**GOAL OF THE EXERCISE**.
Starting with the line that has "cowboy hat, each" in it, repeat every line through the last one, word for word, and give nothing more.

Records from a dataset
══════════
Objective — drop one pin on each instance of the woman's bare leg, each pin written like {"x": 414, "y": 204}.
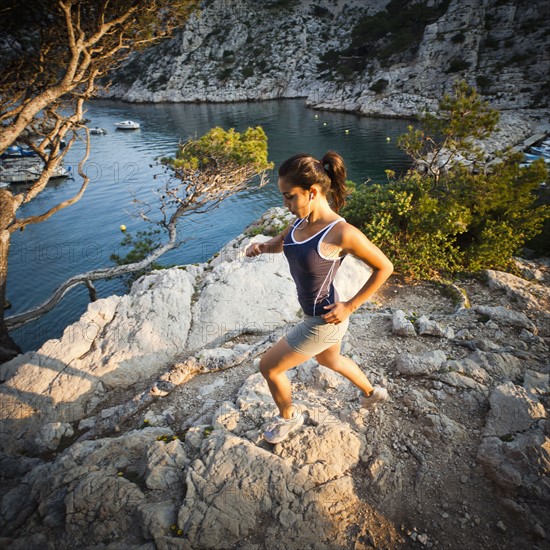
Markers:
{"x": 332, "y": 359}
{"x": 273, "y": 365}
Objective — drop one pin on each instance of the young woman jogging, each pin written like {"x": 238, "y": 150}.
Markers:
{"x": 315, "y": 245}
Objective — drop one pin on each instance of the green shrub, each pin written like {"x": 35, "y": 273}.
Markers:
{"x": 442, "y": 222}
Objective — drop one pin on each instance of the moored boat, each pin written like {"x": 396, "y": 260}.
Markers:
{"x": 127, "y": 125}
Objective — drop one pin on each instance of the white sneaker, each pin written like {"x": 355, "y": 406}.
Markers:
{"x": 280, "y": 427}
{"x": 379, "y": 395}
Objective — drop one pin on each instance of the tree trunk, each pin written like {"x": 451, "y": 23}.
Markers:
{"x": 8, "y": 348}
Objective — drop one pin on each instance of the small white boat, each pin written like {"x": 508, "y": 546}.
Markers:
{"x": 127, "y": 125}
{"x": 25, "y": 173}
{"x": 541, "y": 151}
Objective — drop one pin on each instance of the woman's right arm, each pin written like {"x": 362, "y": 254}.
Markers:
{"x": 273, "y": 246}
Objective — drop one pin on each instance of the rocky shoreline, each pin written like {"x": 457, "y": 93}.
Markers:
{"x": 140, "y": 428}
{"x": 261, "y": 50}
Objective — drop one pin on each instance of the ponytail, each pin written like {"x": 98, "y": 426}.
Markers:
{"x": 329, "y": 173}
{"x": 334, "y": 166}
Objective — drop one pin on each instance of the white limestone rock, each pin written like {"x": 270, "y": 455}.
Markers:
{"x": 426, "y": 326}
{"x": 401, "y": 325}
{"x": 118, "y": 341}
{"x": 257, "y": 294}
{"x": 507, "y": 317}
{"x": 420, "y": 365}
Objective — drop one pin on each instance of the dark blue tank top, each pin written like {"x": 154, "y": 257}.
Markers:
{"x": 312, "y": 272}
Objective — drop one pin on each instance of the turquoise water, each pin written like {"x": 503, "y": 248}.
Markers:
{"x": 122, "y": 167}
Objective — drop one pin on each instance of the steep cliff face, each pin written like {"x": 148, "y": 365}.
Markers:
{"x": 375, "y": 57}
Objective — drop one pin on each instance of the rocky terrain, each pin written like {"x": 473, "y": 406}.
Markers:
{"x": 238, "y": 50}
{"x": 141, "y": 427}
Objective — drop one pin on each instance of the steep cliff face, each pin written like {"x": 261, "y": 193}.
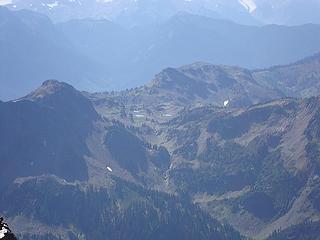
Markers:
{"x": 5, "y": 231}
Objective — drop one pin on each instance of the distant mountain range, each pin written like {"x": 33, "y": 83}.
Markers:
{"x": 224, "y": 140}
{"x": 32, "y": 49}
{"x": 128, "y": 12}
{"x": 97, "y": 55}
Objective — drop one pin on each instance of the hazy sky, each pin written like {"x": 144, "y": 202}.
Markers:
{"x": 4, "y": 2}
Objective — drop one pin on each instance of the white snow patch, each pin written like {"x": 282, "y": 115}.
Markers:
{"x": 250, "y": 5}
{"x": 2, "y": 232}
{"x": 5, "y": 2}
{"x": 54, "y": 4}
{"x": 139, "y": 115}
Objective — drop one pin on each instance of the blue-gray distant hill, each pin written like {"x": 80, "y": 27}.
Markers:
{"x": 98, "y": 55}
{"x": 135, "y": 55}
{"x": 32, "y": 49}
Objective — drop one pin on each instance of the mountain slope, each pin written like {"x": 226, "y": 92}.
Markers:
{"x": 56, "y": 164}
{"x": 143, "y": 51}
{"x": 300, "y": 79}
{"x": 32, "y": 49}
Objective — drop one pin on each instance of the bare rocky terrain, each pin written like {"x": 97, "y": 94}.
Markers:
{"x": 219, "y": 145}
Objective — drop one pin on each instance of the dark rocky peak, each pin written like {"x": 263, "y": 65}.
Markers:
{"x": 5, "y": 231}
{"x": 65, "y": 99}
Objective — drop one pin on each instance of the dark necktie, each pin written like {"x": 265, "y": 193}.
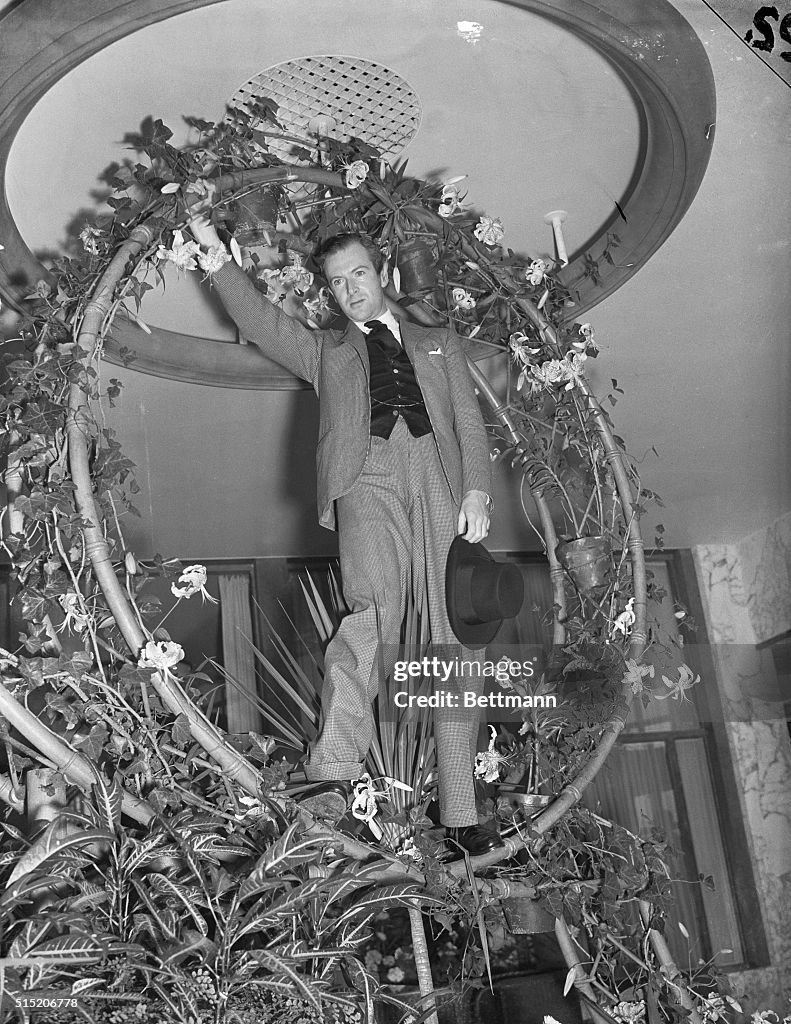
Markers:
{"x": 382, "y": 335}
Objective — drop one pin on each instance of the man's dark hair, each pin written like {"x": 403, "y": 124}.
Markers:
{"x": 339, "y": 243}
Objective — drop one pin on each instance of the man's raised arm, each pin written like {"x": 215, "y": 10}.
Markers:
{"x": 279, "y": 336}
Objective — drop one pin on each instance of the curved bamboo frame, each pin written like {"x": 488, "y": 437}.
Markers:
{"x": 79, "y": 431}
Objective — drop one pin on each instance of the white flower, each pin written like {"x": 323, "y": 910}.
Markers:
{"x": 356, "y": 174}
{"x": 76, "y": 620}
{"x": 624, "y": 622}
{"x": 519, "y": 346}
{"x": 181, "y": 253}
{"x": 462, "y": 299}
{"x": 296, "y": 275}
{"x": 713, "y": 1008}
{"x": 549, "y": 374}
{"x": 373, "y": 960}
{"x": 88, "y": 238}
{"x": 489, "y": 762}
{"x": 585, "y": 342}
{"x": 161, "y": 655}
{"x": 193, "y": 581}
{"x": 211, "y": 261}
{"x": 318, "y": 305}
{"x": 489, "y": 230}
{"x": 535, "y": 273}
{"x": 634, "y": 673}
{"x": 629, "y": 1013}
{"x": 678, "y": 686}
{"x": 450, "y": 201}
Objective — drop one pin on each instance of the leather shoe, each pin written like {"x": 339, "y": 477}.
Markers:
{"x": 473, "y": 839}
{"x": 328, "y": 800}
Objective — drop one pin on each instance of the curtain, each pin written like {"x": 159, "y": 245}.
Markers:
{"x": 238, "y": 655}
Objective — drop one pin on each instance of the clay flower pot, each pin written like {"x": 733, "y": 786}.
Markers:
{"x": 586, "y": 560}
{"x": 416, "y": 266}
{"x": 527, "y": 916}
{"x": 254, "y": 215}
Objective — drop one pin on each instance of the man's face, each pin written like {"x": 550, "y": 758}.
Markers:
{"x": 356, "y": 284}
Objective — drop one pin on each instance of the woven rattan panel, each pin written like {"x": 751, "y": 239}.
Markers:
{"x": 364, "y": 99}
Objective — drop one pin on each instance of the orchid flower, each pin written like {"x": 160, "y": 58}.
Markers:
{"x": 160, "y": 655}
{"x": 634, "y": 675}
{"x": 489, "y": 230}
{"x": 462, "y": 299}
{"x": 489, "y": 762}
{"x": 678, "y": 687}
{"x": 536, "y": 272}
{"x": 193, "y": 581}
{"x": 181, "y": 253}
{"x": 356, "y": 174}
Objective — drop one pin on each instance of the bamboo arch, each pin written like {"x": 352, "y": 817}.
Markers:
{"x": 95, "y": 318}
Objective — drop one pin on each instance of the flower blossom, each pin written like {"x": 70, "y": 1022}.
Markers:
{"x": 489, "y": 762}
{"x": 462, "y": 299}
{"x": 182, "y": 253}
{"x": 161, "y": 655}
{"x": 536, "y": 272}
{"x": 295, "y": 274}
{"x": 679, "y": 686}
{"x": 356, "y": 174}
{"x": 193, "y": 581}
{"x": 713, "y": 1008}
{"x": 364, "y": 800}
{"x": 629, "y": 1013}
{"x": 450, "y": 201}
{"x": 88, "y": 238}
{"x": 76, "y": 620}
{"x": 212, "y": 260}
{"x": 489, "y": 230}
{"x": 585, "y": 342}
{"x": 318, "y": 305}
{"x": 634, "y": 673}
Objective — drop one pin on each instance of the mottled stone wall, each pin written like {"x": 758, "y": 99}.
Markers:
{"x": 746, "y": 593}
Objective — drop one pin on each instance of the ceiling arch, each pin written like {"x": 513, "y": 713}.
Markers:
{"x": 652, "y": 48}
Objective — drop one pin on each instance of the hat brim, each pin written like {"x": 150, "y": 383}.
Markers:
{"x": 473, "y": 635}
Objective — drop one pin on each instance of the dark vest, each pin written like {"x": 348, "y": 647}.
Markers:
{"x": 394, "y": 390}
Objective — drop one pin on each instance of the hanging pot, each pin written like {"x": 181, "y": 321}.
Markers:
{"x": 586, "y": 560}
{"x": 255, "y": 215}
{"x": 417, "y": 266}
{"x": 527, "y": 916}
{"x": 527, "y": 804}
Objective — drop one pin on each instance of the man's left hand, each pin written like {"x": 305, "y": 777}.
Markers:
{"x": 473, "y": 517}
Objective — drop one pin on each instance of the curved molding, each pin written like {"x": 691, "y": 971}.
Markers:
{"x": 652, "y": 47}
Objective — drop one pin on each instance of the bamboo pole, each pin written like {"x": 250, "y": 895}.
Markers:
{"x": 668, "y": 967}
{"x": 422, "y": 965}
{"x": 79, "y": 429}
{"x": 73, "y": 765}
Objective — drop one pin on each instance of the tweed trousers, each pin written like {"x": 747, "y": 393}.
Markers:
{"x": 394, "y": 528}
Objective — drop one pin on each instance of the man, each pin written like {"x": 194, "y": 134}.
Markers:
{"x": 403, "y": 466}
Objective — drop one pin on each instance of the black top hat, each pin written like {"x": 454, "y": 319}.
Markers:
{"x": 481, "y": 593}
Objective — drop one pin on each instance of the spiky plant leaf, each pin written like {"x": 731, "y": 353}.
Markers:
{"x": 51, "y": 843}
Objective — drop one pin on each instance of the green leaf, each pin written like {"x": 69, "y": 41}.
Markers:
{"x": 51, "y": 843}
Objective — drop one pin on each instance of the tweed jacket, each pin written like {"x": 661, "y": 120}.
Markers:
{"x": 335, "y": 363}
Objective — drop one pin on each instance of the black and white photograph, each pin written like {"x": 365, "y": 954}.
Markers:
{"x": 394, "y": 512}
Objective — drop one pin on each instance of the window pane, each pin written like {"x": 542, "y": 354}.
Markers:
{"x": 634, "y": 790}
{"x": 707, "y": 842}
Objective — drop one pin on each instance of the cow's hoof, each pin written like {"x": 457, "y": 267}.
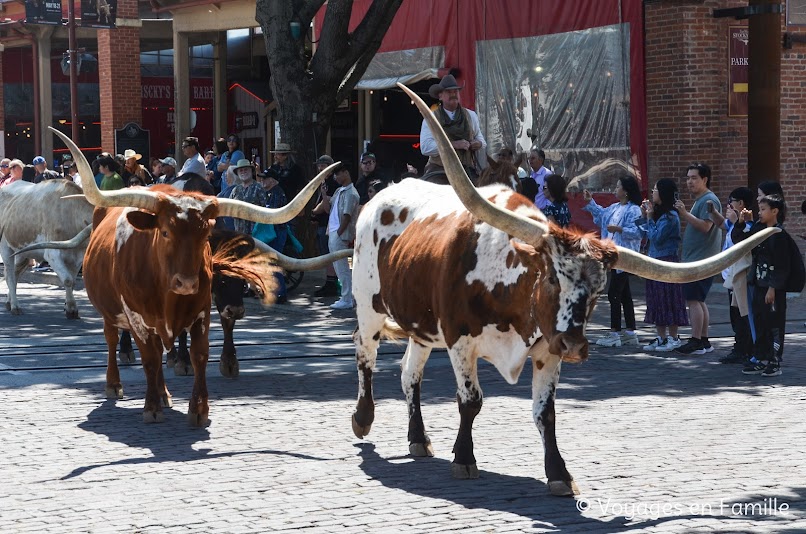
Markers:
{"x": 197, "y": 419}
{"x": 183, "y": 369}
{"x": 114, "y": 392}
{"x": 464, "y": 472}
{"x": 421, "y": 449}
{"x": 229, "y": 369}
{"x": 126, "y": 358}
{"x": 153, "y": 417}
{"x": 359, "y": 430}
{"x": 563, "y": 488}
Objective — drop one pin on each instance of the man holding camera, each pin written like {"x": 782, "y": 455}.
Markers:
{"x": 701, "y": 239}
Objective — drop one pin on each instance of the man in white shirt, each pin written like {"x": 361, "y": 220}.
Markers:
{"x": 537, "y": 174}
{"x": 341, "y": 232}
{"x": 460, "y": 124}
{"x": 194, "y": 162}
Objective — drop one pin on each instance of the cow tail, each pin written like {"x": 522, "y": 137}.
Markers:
{"x": 392, "y": 331}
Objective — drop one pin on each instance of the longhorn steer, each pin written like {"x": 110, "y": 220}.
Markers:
{"x": 35, "y": 212}
{"x": 148, "y": 269}
{"x": 483, "y": 274}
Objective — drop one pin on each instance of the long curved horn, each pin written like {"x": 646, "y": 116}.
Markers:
{"x": 244, "y": 210}
{"x": 309, "y": 264}
{"x": 505, "y": 220}
{"x": 70, "y": 243}
{"x": 129, "y": 197}
{"x": 664, "y": 271}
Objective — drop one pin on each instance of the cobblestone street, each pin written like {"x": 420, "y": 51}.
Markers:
{"x": 657, "y": 443}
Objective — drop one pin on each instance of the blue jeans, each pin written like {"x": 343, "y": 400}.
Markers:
{"x": 278, "y": 244}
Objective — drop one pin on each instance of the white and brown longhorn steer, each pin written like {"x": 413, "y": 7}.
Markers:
{"x": 483, "y": 274}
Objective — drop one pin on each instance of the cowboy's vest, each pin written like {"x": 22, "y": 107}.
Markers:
{"x": 456, "y": 129}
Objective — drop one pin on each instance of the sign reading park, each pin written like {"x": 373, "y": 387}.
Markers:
{"x": 738, "y": 70}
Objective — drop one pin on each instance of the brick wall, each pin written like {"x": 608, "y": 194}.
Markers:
{"x": 119, "y": 76}
{"x": 687, "y": 106}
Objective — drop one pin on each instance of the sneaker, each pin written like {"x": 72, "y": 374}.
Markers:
{"x": 693, "y": 346}
{"x": 669, "y": 344}
{"x": 754, "y": 367}
{"x": 772, "y": 369}
{"x": 733, "y": 357}
{"x": 342, "y": 305}
{"x": 629, "y": 339}
{"x": 657, "y": 342}
{"x": 330, "y": 289}
{"x": 613, "y": 339}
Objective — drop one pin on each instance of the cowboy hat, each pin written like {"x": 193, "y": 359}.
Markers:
{"x": 281, "y": 148}
{"x": 447, "y": 82}
{"x": 243, "y": 163}
{"x": 129, "y": 153}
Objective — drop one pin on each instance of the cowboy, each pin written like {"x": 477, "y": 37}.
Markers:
{"x": 460, "y": 124}
{"x": 133, "y": 169}
{"x": 194, "y": 162}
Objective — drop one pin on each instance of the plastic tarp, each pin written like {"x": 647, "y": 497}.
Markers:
{"x": 571, "y": 91}
{"x": 404, "y": 66}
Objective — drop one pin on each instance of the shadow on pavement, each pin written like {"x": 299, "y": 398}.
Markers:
{"x": 124, "y": 425}
{"x": 529, "y": 498}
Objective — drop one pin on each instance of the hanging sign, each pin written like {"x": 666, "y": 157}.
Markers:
{"x": 43, "y": 11}
{"x": 99, "y": 13}
{"x": 738, "y": 70}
══════════
**COMPLETED EXERCISE**.
Objective — drop one pin on each instance of the cowboy hat, each pin written like {"x": 193, "y": 359}.
Markers:
{"x": 281, "y": 148}
{"x": 447, "y": 82}
{"x": 243, "y": 163}
{"x": 129, "y": 153}
Objective — drop one pin on each instance of the cowboy, each pin written like {"x": 477, "y": 37}.
Markers:
{"x": 460, "y": 124}
{"x": 133, "y": 169}
{"x": 194, "y": 162}
Objective — drop one pin on each instance of the plastic tarp, each pin written like {"x": 647, "y": 497}.
Markers:
{"x": 571, "y": 91}
{"x": 404, "y": 66}
Objective — drop one pin on each instance of the shadow on pavement, each pin written like {"x": 299, "y": 398}.
Markers:
{"x": 124, "y": 425}
{"x": 529, "y": 498}
Objective — drop one pin on each instance of the hanging sign, each pin written like {"x": 666, "y": 157}.
Markers:
{"x": 43, "y": 11}
{"x": 99, "y": 13}
{"x": 738, "y": 70}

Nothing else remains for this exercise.